# START OF Data shown

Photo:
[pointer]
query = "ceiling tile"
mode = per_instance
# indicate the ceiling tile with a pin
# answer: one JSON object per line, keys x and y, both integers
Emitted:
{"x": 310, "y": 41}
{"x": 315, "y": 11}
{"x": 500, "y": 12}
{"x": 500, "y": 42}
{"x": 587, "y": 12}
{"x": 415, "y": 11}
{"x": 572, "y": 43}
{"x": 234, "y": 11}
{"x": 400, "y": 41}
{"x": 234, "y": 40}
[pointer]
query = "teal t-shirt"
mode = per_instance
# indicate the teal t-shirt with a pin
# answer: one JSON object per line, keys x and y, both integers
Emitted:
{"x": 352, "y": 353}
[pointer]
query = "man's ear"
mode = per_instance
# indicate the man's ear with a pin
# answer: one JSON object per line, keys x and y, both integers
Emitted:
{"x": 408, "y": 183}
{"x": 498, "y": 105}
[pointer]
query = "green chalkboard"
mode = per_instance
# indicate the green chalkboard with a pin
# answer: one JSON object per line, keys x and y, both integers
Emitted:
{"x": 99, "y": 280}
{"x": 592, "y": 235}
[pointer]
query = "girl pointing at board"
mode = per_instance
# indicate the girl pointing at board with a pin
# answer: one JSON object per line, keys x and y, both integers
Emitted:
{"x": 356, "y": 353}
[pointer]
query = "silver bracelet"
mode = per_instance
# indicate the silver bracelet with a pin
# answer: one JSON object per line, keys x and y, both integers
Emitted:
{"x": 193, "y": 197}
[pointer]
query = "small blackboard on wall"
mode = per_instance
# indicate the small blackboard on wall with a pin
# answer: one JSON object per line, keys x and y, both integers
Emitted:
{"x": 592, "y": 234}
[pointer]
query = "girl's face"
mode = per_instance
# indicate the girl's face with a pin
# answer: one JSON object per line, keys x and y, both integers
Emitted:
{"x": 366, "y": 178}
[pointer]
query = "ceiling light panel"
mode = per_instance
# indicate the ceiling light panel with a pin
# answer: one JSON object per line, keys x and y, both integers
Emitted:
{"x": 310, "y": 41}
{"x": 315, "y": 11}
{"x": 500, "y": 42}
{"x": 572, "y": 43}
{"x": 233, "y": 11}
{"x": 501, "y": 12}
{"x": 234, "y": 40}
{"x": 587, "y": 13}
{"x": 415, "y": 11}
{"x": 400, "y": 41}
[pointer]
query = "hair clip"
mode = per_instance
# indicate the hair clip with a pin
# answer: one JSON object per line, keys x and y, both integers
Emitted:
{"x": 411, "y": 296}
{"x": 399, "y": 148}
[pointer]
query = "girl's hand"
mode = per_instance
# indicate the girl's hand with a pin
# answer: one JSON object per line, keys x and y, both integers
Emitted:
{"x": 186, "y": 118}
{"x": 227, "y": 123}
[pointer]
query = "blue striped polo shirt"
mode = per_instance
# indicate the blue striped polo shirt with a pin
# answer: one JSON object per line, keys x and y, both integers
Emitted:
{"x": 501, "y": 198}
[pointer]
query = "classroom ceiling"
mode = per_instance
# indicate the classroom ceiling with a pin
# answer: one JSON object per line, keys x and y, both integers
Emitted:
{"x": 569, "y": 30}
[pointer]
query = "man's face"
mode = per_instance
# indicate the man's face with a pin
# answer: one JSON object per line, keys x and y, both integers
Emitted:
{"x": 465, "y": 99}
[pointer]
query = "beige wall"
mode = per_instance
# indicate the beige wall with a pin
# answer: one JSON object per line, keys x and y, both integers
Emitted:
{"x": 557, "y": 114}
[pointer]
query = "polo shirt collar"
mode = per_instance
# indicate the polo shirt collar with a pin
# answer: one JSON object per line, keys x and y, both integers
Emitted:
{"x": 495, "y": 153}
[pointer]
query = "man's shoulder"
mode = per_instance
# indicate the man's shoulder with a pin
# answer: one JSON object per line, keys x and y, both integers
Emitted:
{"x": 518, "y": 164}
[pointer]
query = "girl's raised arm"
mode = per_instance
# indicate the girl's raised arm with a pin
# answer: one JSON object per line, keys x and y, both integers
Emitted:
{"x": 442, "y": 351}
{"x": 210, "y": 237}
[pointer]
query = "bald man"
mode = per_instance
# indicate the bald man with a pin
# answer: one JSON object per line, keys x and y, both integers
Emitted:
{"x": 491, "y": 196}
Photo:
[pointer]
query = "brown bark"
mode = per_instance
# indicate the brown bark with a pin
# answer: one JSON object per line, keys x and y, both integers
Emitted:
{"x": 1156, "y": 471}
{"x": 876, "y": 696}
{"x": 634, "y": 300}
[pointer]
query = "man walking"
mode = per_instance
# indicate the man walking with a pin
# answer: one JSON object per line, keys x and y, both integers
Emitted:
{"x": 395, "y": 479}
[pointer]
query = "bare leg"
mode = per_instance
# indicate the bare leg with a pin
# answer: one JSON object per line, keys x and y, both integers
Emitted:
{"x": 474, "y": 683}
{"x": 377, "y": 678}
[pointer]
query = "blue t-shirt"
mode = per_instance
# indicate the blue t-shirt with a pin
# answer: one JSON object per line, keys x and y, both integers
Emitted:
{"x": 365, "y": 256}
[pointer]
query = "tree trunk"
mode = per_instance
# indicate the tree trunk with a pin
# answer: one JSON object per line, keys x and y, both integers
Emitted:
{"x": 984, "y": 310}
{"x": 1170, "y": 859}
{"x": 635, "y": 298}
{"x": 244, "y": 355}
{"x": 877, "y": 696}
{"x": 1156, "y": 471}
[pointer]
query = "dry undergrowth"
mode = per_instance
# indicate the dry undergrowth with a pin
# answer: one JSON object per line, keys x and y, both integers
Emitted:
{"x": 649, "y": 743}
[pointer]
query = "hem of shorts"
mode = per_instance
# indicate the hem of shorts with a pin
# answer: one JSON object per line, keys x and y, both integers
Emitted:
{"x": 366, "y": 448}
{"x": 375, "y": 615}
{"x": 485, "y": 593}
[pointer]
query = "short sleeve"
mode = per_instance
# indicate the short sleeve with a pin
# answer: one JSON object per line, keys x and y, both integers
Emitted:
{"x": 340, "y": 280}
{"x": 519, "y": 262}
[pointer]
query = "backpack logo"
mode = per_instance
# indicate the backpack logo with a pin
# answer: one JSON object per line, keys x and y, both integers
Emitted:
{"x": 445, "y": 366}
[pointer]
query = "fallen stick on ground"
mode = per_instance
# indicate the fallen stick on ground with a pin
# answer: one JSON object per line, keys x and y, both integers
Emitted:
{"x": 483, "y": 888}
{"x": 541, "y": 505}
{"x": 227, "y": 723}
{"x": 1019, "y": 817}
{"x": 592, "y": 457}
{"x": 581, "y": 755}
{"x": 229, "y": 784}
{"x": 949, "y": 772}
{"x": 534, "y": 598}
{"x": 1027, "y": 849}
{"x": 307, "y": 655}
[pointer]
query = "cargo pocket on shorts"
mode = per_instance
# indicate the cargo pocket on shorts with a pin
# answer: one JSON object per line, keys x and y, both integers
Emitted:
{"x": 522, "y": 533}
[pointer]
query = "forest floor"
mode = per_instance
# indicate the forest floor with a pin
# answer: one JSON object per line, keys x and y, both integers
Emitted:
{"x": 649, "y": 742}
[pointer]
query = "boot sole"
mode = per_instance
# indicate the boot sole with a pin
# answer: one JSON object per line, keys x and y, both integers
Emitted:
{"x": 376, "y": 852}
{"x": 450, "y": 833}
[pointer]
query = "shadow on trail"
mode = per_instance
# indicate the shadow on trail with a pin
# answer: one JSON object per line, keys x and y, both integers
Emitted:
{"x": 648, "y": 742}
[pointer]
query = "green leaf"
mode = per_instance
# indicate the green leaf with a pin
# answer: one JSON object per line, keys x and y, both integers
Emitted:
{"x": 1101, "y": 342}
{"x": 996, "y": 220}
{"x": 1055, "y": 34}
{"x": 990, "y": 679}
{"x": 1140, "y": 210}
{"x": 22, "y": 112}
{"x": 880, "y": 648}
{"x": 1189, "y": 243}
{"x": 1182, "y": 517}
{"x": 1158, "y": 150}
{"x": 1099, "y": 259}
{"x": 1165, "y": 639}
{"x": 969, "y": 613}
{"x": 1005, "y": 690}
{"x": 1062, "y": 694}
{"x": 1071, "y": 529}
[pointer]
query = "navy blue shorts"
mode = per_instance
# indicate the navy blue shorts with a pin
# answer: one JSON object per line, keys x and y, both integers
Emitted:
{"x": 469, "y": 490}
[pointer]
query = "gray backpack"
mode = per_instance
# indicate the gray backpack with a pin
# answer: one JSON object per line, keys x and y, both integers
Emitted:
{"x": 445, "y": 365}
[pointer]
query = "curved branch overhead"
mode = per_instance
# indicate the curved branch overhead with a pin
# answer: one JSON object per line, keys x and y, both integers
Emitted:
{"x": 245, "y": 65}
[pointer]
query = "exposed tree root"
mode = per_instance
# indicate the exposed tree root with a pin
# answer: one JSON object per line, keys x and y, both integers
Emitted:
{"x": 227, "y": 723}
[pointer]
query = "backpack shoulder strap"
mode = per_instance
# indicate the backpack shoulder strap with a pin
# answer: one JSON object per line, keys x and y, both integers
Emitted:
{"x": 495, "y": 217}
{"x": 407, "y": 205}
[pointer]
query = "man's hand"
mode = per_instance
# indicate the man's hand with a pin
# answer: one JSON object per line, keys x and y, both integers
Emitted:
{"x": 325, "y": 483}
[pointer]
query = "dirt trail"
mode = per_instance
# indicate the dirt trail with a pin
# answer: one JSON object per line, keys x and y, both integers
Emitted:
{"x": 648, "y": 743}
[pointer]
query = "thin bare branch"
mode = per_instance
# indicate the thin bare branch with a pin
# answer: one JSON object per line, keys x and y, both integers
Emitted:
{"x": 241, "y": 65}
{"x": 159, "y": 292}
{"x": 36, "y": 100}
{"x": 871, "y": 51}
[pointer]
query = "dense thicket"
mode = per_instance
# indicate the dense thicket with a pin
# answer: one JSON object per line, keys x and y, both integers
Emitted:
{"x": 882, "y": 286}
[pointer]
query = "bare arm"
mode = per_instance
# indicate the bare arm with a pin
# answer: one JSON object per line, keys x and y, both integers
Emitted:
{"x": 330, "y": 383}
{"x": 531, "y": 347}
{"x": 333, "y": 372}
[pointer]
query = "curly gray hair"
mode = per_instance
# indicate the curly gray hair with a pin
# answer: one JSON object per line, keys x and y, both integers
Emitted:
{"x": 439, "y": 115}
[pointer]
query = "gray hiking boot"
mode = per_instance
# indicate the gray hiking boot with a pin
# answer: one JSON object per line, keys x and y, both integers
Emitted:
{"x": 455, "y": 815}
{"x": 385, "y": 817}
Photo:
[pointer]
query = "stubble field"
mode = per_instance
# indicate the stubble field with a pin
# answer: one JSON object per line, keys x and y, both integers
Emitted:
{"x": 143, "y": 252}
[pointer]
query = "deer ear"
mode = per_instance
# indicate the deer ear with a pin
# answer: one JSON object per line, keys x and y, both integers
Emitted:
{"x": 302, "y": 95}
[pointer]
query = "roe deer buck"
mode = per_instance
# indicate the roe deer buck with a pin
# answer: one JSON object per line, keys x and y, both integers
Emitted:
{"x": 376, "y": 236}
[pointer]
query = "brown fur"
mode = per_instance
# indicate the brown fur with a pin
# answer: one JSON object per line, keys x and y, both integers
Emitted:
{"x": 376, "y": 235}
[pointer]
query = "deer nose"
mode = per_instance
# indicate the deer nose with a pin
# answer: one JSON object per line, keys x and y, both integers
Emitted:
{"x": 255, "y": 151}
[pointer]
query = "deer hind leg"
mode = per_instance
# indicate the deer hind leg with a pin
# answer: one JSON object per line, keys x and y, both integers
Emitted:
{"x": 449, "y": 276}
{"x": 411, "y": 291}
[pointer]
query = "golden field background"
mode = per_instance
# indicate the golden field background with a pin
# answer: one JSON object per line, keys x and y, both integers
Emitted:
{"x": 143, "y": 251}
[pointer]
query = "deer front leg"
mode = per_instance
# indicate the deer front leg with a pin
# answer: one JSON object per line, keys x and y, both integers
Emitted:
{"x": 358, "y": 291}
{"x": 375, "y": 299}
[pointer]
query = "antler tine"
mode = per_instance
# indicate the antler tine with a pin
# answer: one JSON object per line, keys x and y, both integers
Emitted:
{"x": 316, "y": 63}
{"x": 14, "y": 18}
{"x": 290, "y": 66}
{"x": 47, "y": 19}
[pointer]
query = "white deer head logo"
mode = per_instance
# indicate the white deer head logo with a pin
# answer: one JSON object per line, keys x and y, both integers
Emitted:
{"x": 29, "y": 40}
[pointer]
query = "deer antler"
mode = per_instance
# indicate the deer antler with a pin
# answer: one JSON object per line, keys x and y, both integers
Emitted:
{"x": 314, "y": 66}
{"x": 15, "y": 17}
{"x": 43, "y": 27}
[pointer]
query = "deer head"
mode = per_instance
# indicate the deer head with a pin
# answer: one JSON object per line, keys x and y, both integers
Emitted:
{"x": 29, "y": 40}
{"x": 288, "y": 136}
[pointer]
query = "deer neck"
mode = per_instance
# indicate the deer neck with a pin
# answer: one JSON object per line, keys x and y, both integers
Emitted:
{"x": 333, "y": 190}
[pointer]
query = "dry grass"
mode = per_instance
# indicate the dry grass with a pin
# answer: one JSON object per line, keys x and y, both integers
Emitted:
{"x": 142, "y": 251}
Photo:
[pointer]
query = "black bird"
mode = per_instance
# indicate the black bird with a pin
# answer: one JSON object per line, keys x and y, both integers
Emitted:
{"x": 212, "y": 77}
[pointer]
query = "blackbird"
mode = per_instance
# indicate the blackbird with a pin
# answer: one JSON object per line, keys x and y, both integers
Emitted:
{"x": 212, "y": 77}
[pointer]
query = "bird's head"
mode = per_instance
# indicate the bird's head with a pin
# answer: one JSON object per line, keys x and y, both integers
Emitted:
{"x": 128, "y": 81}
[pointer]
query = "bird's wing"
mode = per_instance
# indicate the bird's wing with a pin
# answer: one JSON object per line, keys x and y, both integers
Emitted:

# END OF Data shown

§ Instructions to follow: Filter the lines above, retaining only those that contain the string "overhead", and reproduce each retained line in full.

§ Answer to the problem:
query = "curved branch overhead"
# indicate the curved branch overhead with a pin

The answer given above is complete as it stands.